- Racing silks of Authorized
- Sire: Montjeu
- Grandsire: Sadler's Wells
- Dam: Funsie
- Damsire: Saumarez
- Sex: Stallion
- Foaled: 2004
- Country: Ireland
- Colour: Bay
- Breeder: Marengo Investments & Knighton House Ltd & M Kinane
- Owner: Türkiye Jokey kulübü
- Trainer: Peter Chapple-Hyam
- Record: 7: 4-1-1
- Earnings: £1,286,663

Major wins
- Racing Post Trophy (2006) Dante Stakes (2007) Epsom Derby (2007) International Stakes (2007)

Awards
- European Champion Three-Year-Old Colt (2007) Co-World Champion 3-Yr-Old (2007)

= Authorized (horse) =

Irish-bred Thoroughbred racehorse

Authorized (foaled 14 February 2004) is an Irish-bred and British-trained Thoroughbred racehorse, winner of the 2007 Epsom Derby.

==Background==
Authorized was foaled on 14 February 2004. He was sired by Montjeu, winner of the Irish Derby, Prix du Jockey Club and Prix de l'Arc de Triomphe in 1999 and the King George VI and Queen Elizabeth Stakes in 2000. His dam, the unraced Funsie, was sired by Saumarez, winner of the Prix de l'Arc de Triomphe in 1990. Funsie was owned by the Irish jockey Mick Kinane, who is one-third of the partnership which bred Authorized. Kinane would go on to ride against Authorized in the 2007 Epsom Derby, finishing last on Archipenko.

Authorized was sold as a foal for 95,000 guineas to Tony Nerses at Tattersalls Newmarket sales in November 2004 and returned there in October 2005 as a yearling to be bought by the Newmarket trainer Peter Chapple-Hyam for 400,000 guineas on behalf of the Kuwaiti businessmen and racing partners Saleh al Homaizi and Imad al Sagar. He was broken in at Fawley House Stud by Danni & Steve O'Neill.

Authorized was trained throughout his career by Peter Chapple-Hyam at his St Gatien stables in Newmarket.

== Racing career ==

===2006===
Authorized made his racecourse debut at Newbury Racecourse on 15 September 2006, in the one mile Haynes, Hanson and Clark Conditions Stakes. Ridden by Eddie Ahern, he finished third of seven runners behind the winner, Teslin. He was beaten by a head into third by Aqaleem and the Racing Post's assessment of Authorized was that "he is bred to make a better three-year-old and looks sure to improve and win races."

(Data pulled from a collection)
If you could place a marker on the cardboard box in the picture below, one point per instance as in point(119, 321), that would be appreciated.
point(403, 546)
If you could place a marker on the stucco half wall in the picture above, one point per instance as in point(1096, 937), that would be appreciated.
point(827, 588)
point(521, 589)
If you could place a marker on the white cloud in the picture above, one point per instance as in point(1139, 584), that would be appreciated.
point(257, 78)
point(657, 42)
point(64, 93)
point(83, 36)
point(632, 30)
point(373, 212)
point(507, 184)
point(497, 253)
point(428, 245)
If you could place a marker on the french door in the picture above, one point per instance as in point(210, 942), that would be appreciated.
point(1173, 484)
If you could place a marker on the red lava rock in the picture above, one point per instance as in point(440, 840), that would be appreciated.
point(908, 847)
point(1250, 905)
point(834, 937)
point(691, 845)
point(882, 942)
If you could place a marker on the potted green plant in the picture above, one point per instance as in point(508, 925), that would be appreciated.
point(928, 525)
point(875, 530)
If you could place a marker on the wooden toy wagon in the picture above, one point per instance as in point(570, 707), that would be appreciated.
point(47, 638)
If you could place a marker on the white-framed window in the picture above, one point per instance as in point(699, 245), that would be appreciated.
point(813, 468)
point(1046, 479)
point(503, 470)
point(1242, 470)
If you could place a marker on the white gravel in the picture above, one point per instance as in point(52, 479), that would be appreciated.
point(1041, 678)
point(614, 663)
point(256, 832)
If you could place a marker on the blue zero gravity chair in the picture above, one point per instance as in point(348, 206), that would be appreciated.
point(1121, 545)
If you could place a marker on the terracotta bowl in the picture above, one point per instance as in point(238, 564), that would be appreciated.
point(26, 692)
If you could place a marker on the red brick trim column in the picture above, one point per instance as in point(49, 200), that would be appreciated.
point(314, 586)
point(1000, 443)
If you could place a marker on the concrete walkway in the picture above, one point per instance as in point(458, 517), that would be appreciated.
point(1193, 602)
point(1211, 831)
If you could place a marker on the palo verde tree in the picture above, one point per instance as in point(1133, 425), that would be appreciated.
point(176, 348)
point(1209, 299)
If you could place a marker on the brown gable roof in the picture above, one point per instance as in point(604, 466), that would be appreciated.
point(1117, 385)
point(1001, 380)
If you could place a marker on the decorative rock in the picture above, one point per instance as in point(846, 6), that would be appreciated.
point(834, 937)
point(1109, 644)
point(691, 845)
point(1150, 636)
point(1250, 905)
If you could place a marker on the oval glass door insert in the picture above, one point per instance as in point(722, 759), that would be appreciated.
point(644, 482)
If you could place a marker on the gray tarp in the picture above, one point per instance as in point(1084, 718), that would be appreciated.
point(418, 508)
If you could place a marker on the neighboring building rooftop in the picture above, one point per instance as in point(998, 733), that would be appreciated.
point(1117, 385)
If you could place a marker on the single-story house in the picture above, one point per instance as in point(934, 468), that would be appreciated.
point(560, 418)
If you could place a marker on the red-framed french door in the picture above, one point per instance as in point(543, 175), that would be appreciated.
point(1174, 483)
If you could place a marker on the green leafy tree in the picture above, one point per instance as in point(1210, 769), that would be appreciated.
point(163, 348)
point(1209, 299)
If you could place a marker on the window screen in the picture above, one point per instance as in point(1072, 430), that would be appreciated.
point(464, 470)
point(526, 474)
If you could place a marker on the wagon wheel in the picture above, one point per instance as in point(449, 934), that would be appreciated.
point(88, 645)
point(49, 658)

▶ **JOBS**
1. In the passage about Authorized, who rode the horse when he first raced?
2. Print the part of the passage about Authorized that starts at the words "Authorized was sold" and stops after the words "Danni & Steve O'Neill.".
3. Check each statement against the passage about Authorized and mark it yes or no: (a) Authorized was sold as a foal for 95,000 guineas. (b) Authorized's dam, Funsie, won races before becoming a broodmare. (c) Mick Kinane finished second on Archipenko in the 2007 Epsom Derby.

▶ **SOLUTIONS TO EACH TASK**
1. Eddie Ahern

2.
Authorized was sold as a foal for 95,000 guineas to Tony Nerses at Tattersalls Newmarket sales in November 2004 and returned there in October 2005 as a yearling to be bought by the Newmarket trainer Peter Chapple-Hyam for 400,000 guineas on behalf of the Kuwaiti businessmen and racing partners Saleh al Homaizi and Imad al Sagar. He was broken in at Fawley House Stud by Danni & Steve O'Neill.

3.
(a) Yes: "Authorized was sold as a foal for 95,000 guineas to Tony Nerses"
(b) No: "His dam, the unraced Funsie"
(c) No: "finishing last on Archipenko"